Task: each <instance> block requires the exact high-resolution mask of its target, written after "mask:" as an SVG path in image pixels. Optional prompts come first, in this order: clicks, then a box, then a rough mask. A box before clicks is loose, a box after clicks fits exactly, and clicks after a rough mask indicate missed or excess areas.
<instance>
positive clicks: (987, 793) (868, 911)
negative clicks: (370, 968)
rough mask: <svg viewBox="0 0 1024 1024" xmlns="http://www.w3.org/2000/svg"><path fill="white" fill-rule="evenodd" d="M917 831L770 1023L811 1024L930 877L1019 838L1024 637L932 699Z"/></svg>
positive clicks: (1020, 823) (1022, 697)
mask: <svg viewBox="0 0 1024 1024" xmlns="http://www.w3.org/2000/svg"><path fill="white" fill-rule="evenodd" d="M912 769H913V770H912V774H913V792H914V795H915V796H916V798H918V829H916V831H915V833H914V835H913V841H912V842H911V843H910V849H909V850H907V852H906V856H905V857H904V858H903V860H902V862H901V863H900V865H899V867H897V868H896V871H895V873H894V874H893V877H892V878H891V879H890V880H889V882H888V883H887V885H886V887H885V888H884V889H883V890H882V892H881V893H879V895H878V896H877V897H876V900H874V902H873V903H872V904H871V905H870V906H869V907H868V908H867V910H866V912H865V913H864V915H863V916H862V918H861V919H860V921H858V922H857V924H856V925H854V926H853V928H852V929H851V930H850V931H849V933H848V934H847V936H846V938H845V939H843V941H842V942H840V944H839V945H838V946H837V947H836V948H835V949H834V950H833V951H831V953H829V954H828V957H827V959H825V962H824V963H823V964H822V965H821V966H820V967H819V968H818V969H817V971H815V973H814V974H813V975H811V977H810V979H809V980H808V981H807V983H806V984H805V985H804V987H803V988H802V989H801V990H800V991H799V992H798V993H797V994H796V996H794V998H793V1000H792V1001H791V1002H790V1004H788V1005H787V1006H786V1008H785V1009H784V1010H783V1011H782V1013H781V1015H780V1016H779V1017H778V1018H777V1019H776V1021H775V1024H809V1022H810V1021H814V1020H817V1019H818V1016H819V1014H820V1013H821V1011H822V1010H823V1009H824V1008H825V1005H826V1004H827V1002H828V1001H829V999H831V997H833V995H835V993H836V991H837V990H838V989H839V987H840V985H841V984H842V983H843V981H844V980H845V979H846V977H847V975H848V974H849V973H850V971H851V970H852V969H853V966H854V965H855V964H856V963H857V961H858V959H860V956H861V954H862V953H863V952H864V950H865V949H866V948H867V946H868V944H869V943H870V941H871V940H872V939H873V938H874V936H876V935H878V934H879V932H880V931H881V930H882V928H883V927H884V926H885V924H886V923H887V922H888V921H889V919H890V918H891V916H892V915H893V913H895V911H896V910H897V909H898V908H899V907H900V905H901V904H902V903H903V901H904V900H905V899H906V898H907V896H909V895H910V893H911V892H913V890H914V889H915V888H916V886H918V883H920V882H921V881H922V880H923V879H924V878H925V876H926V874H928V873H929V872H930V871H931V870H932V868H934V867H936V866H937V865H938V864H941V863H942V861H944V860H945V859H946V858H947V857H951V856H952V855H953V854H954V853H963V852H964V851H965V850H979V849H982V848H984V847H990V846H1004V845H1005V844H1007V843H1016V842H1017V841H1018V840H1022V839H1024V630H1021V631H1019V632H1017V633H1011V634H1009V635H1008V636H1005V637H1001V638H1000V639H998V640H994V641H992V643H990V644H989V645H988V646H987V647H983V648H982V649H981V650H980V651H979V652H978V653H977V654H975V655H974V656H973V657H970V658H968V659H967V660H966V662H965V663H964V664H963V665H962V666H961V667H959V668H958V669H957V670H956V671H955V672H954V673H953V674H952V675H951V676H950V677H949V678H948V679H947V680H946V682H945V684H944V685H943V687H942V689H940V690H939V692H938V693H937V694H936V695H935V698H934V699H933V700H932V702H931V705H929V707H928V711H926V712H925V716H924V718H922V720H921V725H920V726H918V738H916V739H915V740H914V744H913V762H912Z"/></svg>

**Task:** Find and show each line of the listing with the word "instance".

**Task response:**
Task: each <instance> block requires the exact high-resolution mask of its target, written after "mask:" as an SVG path in image pixels. Optional prompts come first, in this order: clicks, then a box, then a rough mask. A box before clicks is loose, a box after clicks fits exactly, and clicks after a rough mask indicate missed or excess areas.
<instance>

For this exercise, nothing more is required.